- Born: Albert Goldstein 25 February 1928
- Died: 12 October 2013 (aged 85) Bedfordshire
- Genres: Jazz
- Occupation: Saxophonist
- Instrument: Tenor saxophone
- Years active: 1953-2013
- Formerly of: Jive Bombers; The Animals' Big Band;

= Al Gay =

Albert Gay (born Albert Goldstein; 25 February 1928 – 12 October 2013) was a British jazz tenor saxophonist.

==Biography==
After having played with the Jive Bombers, Gay worked with Freddy Randall from 1953, and would return several times to Randall's future line-ups. In the early 1960s, he was with Bob Wallis' Storyville Jazzmen before going on to join Alex Welsh.

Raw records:
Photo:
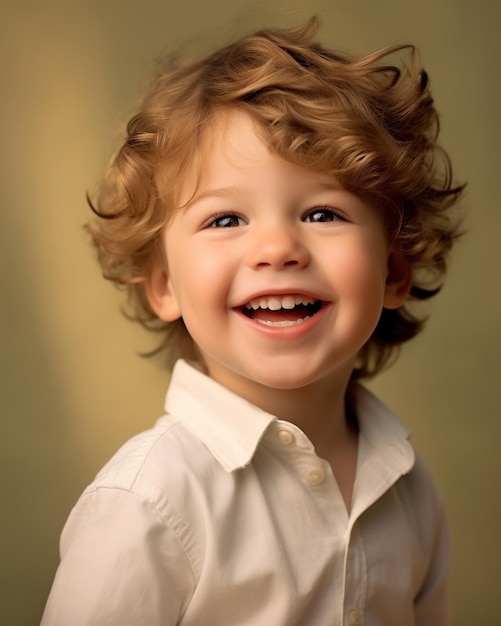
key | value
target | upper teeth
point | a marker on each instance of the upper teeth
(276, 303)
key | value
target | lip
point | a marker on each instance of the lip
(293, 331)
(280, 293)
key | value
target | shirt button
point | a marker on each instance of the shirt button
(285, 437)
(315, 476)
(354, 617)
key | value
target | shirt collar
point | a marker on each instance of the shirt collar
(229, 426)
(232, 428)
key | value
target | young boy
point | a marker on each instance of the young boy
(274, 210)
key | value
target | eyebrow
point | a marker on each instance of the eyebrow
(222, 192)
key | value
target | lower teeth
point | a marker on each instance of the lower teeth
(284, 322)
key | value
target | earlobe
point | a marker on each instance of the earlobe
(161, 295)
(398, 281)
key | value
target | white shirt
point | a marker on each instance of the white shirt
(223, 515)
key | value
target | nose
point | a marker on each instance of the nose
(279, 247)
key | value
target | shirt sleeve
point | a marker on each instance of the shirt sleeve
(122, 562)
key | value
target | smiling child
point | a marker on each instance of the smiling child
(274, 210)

Task to complete =
Answer these from the Al Gay profile:
(a) From what year did Gay work with Freddy Randall?
(b) What instrument did he play?
(c) Where did he die?
This material stands apart from the Al Gay profile and has no connection to it.

Exercise response =
(a) 1953
(b) Tenor saxophone
(c) Bedfordshire